GIVEN TASK A: Which lines of the records contain the string "vent", with case counting? Report each of those lines in full.

** START OF PASSAGE TO READ **

I tried to send this potted version of our year out on email but some of them failed so I’ve published here with a few more photos on it.

James's 30th birthday

James’s 30th birthday

 

Firstly apologies that I didn’t do a newsletter last year. We had made our way up the Eastern Australian coast and reached Darwin by July. While there, as many of you know, I flew back to the UK because Mum was taken very ill. Even though she seemed to be recovering, allowing me to return to Australia, she died in August. Unfortunately as we had just entered Indonesia on single entry visas, it would have been very difficult to leave the country so Bill and I had our own little service on a beautiful island at the same time as the funeral in the UK; one of the downsides of cruising. After continuing up through Indonesia and into Malaysia, where we put Camomile up on the hard for 3 months, we returned to the UK for the internment of Mum’s ashes and to sort out her bungalow with my sisters. We had a nice time back in the UK. We also celebrated James’s 30th birthday (can’t believe my oldest baby is 30!) and spent Christmas with James in Scotland with Thomas and Sonal joining us there. The boys cooked a delicious Christmas lunch between them.

** END OF PASSAGE TO READ **
** START OF INPUT MATERIAL **

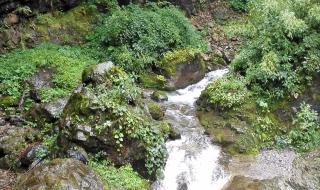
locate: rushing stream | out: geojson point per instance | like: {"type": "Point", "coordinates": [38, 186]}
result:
{"type": "Point", "coordinates": [193, 160]}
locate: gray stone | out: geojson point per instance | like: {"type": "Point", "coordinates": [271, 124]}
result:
{"type": "Point", "coordinates": [60, 174]}
{"type": "Point", "coordinates": [95, 74]}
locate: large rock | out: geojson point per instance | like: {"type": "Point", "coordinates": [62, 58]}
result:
{"type": "Point", "coordinates": [81, 121]}
{"type": "Point", "coordinates": [100, 119]}
{"type": "Point", "coordinates": [246, 183]}
{"type": "Point", "coordinates": [60, 174]}
{"type": "Point", "coordinates": [185, 72]}
{"type": "Point", "coordinates": [13, 141]}
{"type": "Point", "coordinates": [42, 79]}
{"type": "Point", "coordinates": [47, 112]}
{"type": "Point", "coordinates": [96, 73]}
{"type": "Point", "coordinates": [306, 172]}
{"type": "Point", "coordinates": [7, 6]}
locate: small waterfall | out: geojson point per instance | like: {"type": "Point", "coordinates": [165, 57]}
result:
{"type": "Point", "coordinates": [193, 160]}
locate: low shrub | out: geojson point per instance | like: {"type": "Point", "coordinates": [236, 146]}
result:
{"type": "Point", "coordinates": [136, 37]}
{"type": "Point", "coordinates": [227, 92]}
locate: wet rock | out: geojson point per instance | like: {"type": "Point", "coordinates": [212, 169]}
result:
{"type": "Point", "coordinates": [78, 153]}
{"type": "Point", "coordinates": [62, 174]}
{"type": "Point", "coordinates": [156, 111]}
{"type": "Point", "coordinates": [96, 74]}
{"type": "Point", "coordinates": [91, 126]}
{"type": "Point", "coordinates": [33, 155]}
{"type": "Point", "coordinates": [13, 141]}
{"type": "Point", "coordinates": [246, 183]}
{"type": "Point", "coordinates": [42, 79]}
{"type": "Point", "coordinates": [8, 101]}
{"type": "Point", "coordinates": [7, 179]}
{"type": "Point", "coordinates": [11, 19]}
{"type": "Point", "coordinates": [174, 134]}
{"type": "Point", "coordinates": [223, 129]}
{"type": "Point", "coordinates": [305, 173]}
{"type": "Point", "coordinates": [183, 71]}
{"type": "Point", "coordinates": [47, 112]}
{"type": "Point", "coordinates": [159, 96]}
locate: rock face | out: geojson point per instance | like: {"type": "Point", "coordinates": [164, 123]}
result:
{"type": "Point", "coordinates": [159, 96]}
{"type": "Point", "coordinates": [99, 118]}
{"type": "Point", "coordinates": [42, 79]}
{"type": "Point", "coordinates": [156, 111]}
{"type": "Point", "coordinates": [13, 141]}
{"type": "Point", "coordinates": [305, 174]}
{"type": "Point", "coordinates": [273, 169]}
{"type": "Point", "coordinates": [60, 174]}
{"type": "Point", "coordinates": [7, 6]}
{"type": "Point", "coordinates": [33, 155]}
{"type": "Point", "coordinates": [96, 73]}
{"type": "Point", "coordinates": [47, 112]}
{"type": "Point", "coordinates": [186, 73]}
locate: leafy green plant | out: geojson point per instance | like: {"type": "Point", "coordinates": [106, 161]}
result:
{"type": "Point", "coordinates": [124, 121]}
{"type": "Point", "coordinates": [136, 37]}
{"type": "Point", "coordinates": [282, 49]}
{"type": "Point", "coordinates": [305, 135]}
{"type": "Point", "coordinates": [68, 63]}
{"type": "Point", "coordinates": [118, 178]}
{"type": "Point", "coordinates": [227, 92]}
{"type": "Point", "coordinates": [239, 5]}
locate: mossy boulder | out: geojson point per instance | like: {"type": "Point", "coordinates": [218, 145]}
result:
{"type": "Point", "coordinates": [96, 73]}
{"type": "Point", "coordinates": [156, 111]}
{"type": "Point", "coordinates": [56, 27]}
{"type": "Point", "coordinates": [41, 113]}
{"type": "Point", "coordinates": [182, 68]}
{"type": "Point", "coordinates": [8, 101]}
{"type": "Point", "coordinates": [177, 69]}
{"type": "Point", "coordinates": [108, 117]}
{"type": "Point", "coordinates": [13, 141]}
{"type": "Point", "coordinates": [60, 174]}
{"type": "Point", "coordinates": [159, 96]}
{"type": "Point", "coordinates": [247, 183]}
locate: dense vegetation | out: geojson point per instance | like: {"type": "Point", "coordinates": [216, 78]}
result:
{"type": "Point", "coordinates": [275, 65]}
{"type": "Point", "coordinates": [277, 62]}
{"type": "Point", "coordinates": [137, 37]}
{"type": "Point", "coordinates": [67, 63]}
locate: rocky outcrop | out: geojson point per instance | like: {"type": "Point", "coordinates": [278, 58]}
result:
{"type": "Point", "coordinates": [305, 173]}
{"type": "Point", "coordinates": [184, 72]}
{"type": "Point", "coordinates": [47, 112]}
{"type": "Point", "coordinates": [178, 69]}
{"type": "Point", "coordinates": [13, 141]}
{"type": "Point", "coordinates": [96, 74]}
{"type": "Point", "coordinates": [159, 96]}
{"type": "Point", "coordinates": [60, 174]}
{"type": "Point", "coordinates": [100, 118]}
{"type": "Point", "coordinates": [42, 79]}
{"type": "Point", "coordinates": [156, 111]}
{"type": "Point", "coordinates": [7, 6]}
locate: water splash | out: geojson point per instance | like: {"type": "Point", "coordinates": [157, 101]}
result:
{"type": "Point", "coordinates": [193, 162]}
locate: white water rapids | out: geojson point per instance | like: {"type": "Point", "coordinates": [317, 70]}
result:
{"type": "Point", "coordinates": [193, 162]}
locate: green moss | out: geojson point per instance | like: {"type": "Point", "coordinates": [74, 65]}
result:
{"type": "Point", "coordinates": [136, 37]}
{"type": "Point", "coordinates": [68, 62]}
{"type": "Point", "coordinates": [165, 129]}
{"type": "Point", "coordinates": [66, 27]}
{"type": "Point", "coordinates": [156, 111]}
{"type": "Point", "coordinates": [8, 101]}
{"type": "Point", "coordinates": [119, 178]}
{"type": "Point", "coordinates": [228, 92]}
{"type": "Point", "coordinates": [151, 80]}
{"type": "Point", "coordinates": [170, 60]}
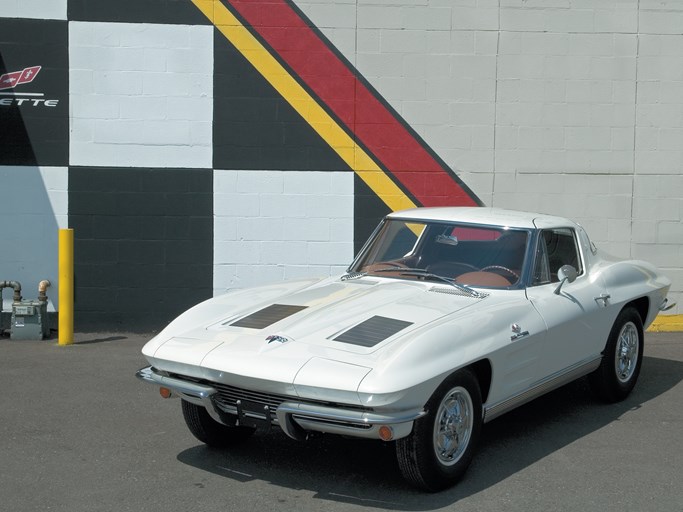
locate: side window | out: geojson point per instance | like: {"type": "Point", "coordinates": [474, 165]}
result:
{"type": "Point", "coordinates": [556, 247]}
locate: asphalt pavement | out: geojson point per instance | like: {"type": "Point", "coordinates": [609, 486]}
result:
{"type": "Point", "coordinates": [78, 432]}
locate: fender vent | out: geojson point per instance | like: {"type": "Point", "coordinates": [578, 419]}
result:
{"type": "Point", "coordinates": [267, 316]}
{"type": "Point", "coordinates": [373, 331]}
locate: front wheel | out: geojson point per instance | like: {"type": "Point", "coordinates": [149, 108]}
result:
{"type": "Point", "coordinates": [621, 361]}
{"type": "Point", "coordinates": [209, 431]}
{"type": "Point", "coordinates": [441, 446]}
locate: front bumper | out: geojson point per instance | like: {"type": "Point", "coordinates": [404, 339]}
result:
{"type": "Point", "coordinates": [293, 416]}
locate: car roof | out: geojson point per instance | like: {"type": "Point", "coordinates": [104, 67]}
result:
{"type": "Point", "coordinates": [483, 215]}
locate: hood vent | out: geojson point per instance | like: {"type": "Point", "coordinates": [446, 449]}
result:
{"type": "Point", "coordinates": [373, 331]}
{"type": "Point", "coordinates": [267, 316]}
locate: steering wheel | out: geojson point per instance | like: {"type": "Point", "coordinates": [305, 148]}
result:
{"type": "Point", "coordinates": [505, 269]}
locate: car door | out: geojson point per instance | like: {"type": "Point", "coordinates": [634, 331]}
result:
{"type": "Point", "coordinates": [576, 326]}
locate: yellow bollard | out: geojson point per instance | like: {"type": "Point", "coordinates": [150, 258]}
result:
{"type": "Point", "coordinates": [66, 286]}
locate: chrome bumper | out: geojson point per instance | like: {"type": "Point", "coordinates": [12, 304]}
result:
{"type": "Point", "coordinates": [293, 417]}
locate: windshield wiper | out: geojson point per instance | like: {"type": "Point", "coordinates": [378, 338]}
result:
{"type": "Point", "coordinates": [425, 273]}
{"type": "Point", "coordinates": [353, 275]}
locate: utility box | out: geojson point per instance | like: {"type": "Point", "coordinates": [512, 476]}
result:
{"type": "Point", "coordinates": [29, 320]}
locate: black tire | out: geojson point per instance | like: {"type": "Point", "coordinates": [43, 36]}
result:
{"type": "Point", "coordinates": [209, 431]}
{"type": "Point", "coordinates": [621, 361]}
{"type": "Point", "coordinates": [432, 458]}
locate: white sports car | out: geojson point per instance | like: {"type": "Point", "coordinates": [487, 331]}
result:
{"type": "Point", "coordinates": [447, 318]}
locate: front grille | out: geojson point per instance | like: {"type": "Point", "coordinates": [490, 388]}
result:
{"type": "Point", "coordinates": [227, 397]}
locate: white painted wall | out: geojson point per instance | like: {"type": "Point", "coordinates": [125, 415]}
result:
{"type": "Point", "coordinates": [275, 225]}
{"type": "Point", "coordinates": [141, 95]}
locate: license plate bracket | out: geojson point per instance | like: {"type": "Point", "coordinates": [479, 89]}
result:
{"type": "Point", "coordinates": [253, 414]}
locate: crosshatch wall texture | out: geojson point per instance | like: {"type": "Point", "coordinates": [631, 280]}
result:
{"type": "Point", "coordinates": [197, 145]}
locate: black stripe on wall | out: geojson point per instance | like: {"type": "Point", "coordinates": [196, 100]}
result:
{"type": "Point", "coordinates": [34, 115]}
{"type": "Point", "coordinates": [143, 244]}
{"type": "Point", "coordinates": [178, 12]}
{"type": "Point", "coordinates": [369, 209]}
{"type": "Point", "coordinates": [254, 127]}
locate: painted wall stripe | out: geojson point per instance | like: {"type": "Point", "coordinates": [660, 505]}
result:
{"type": "Point", "coordinates": [359, 108]}
{"type": "Point", "coordinates": [304, 104]}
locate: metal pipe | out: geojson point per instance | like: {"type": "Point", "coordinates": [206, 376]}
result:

** END OF INPUT MATERIAL **

GIVEN TASK B: Go on with the cruising-year newsletter above, starting after its last sentence.

TASK ANSWER A:
locate: fender vent | out: geojson point per instance | like: {"type": "Point", "coordinates": [578, 419]}
locate: hood vent | out: geojson point per instance | like: {"type": "Point", "coordinates": [446, 449]}

TASK ANSWER B:
DSC_0111 (Small)

 

 

Returning back to Camomile on 2nd January Bill spent a week doing the usual out of the water jobs before having her re-launched on 7th January just in time for James to arrive. Having left the RAF at the end of 2013 James took a year off to go travelling starting with visiting us while he got over his jetlag and deciding where he wanted to go.

 

 

Elephant ride

Elephant ride

We all left Camomile on 19th January, James went to Vietnam, Bill and I to Laos and Cambodia. We had a fantastic time visiting Vientiane, capital of Laos, then onto Vang Viang and the old capital of Louang Phabang where we enjoyed visiting the beautiful temples. While there we took part in a long arduous trek to an elephant camp where I was richly rewarded with a ride on an elephant, something I’ve always wanted to do.

Superb Angkor Wat

Superb Angkor Wat

 

Phnom Penh in Cambodia didn’t quite reach our expectations but our final destination was the Cambodian ancient temples of Angkor with Angkor Wat, where we met up with James again, turning out to be the highlight of our trip.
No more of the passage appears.